(Region outline items)
###
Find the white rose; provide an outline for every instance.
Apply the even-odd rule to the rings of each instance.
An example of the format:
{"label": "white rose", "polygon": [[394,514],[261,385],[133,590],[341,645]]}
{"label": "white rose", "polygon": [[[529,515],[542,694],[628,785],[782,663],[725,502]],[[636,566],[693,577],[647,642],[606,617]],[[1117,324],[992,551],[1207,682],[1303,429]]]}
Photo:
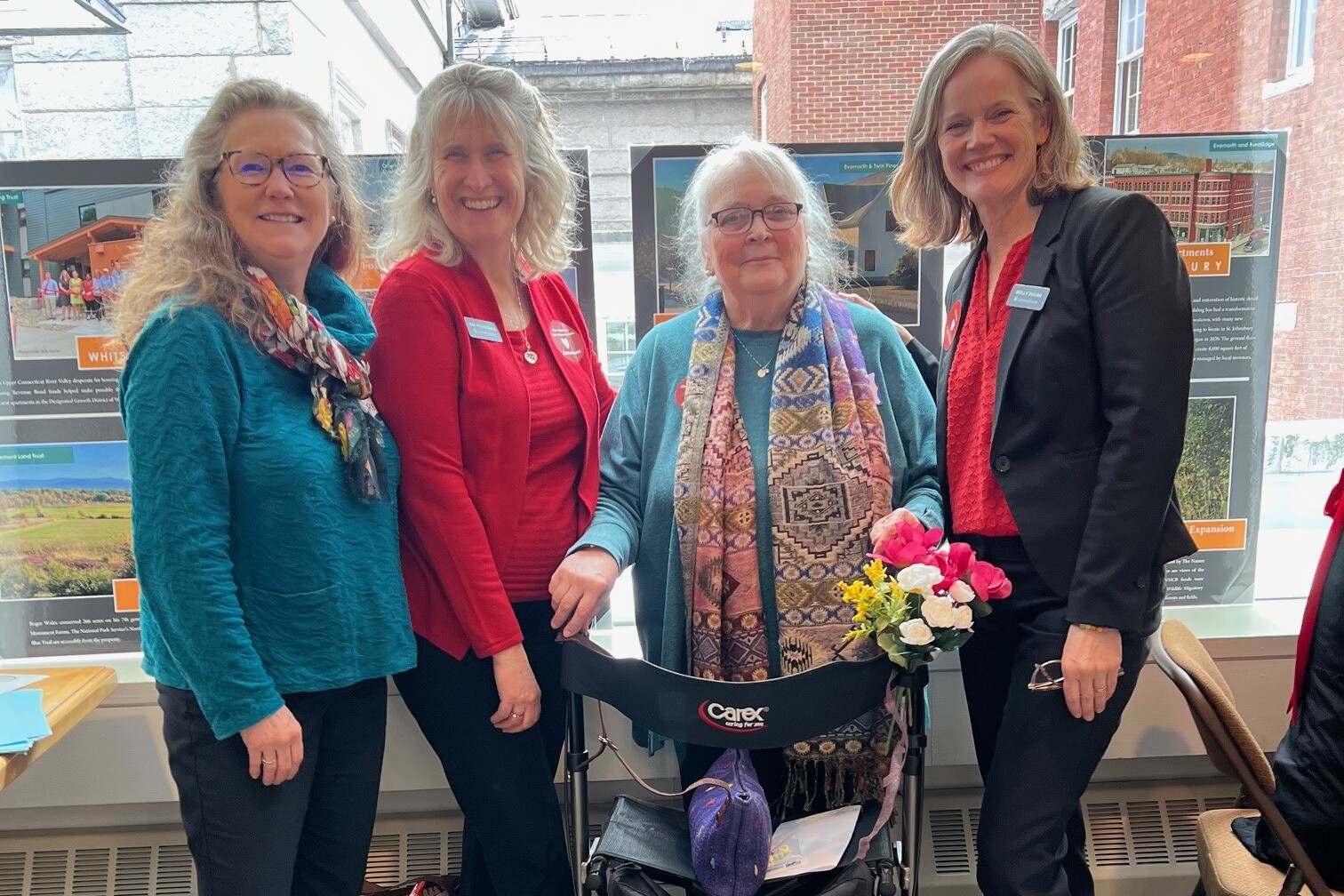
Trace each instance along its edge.
{"label": "white rose", "polygon": [[952,583],[952,587],[948,588],[948,596],[957,603],[970,603],[976,599],[976,590],[961,579],[957,579]]}
{"label": "white rose", "polygon": [[[948,598],[927,598],[919,604],[919,615],[933,629],[950,629],[956,622],[954,604]],[[969,613],[969,610],[966,610]]]}
{"label": "white rose", "polygon": [[927,563],[915,563],[896,574],[902,591],[933,596],[933,586],[942,582],[942,570]]}
{"label": "white rose", "polygon": [[976,614],[970,611],[970,607],[965,604],[958,604],[952,610],[952,625],[956,629],[969,629],[970,623],[974,622]]}
{"label": "white rose", "polygon": [[933,643],[933,631],[923,623],[923,619],[906,619],[900,623],[900,639],[911,647],[922,647]]}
###
GIVEN PROBLEM - Please update the items above by replacing "instance" with "occurrence" throughout, keeping everything else the same and leaving out the pictures.

RESULT -
Find the white rose; provide an outline for every occurrence.
Apply the even-odd rule to the rings of each occurrence.
An example of the format:
{"label": "white rose", "polygon": [[394,514],[261,385],[133,590],[341,645]]}
{"label": "white rose", "polygon": [[[529,515],[542,694],[628,785],[782,663],[725,502]],[[636,566],[693,577],[647,642],[606,617]],[[1117,324],[992,551],[1207,682],[1303,429]]]}
Photo:
Trace each occurrence along its edge.
{"label": "white rose", "polygon": [[952,583],[952,587],[948,588],[948,596],[957,603],[970,603],[976,599],[976,590],[961,579],[957,579]]}
{"label": "white rose", "polygon": [[[948,598],[927,598],[919,604],[919,615],[933,629],[950,629],[956,622],[954,604]],[[969,613],[969,610],[966,610]]]}
{"label": "white rose", "polygon": [[927,563],[915,563],[896,574],[902,591],[933,596],[933,586],[942,582],[942,570]]}
{"label": "white rose", "polygon": [[976,614],[970,611],[970,607],[965,604],[958,604],[952,610],[952,625],[956,629],[969,629],[970,623],[974,622]]}
{"label": "white rose", "polygon": [[933,643],[933,631],[923,623],[923,619],[906,619],[900,623],[900,639],[911,647],[922,647]]}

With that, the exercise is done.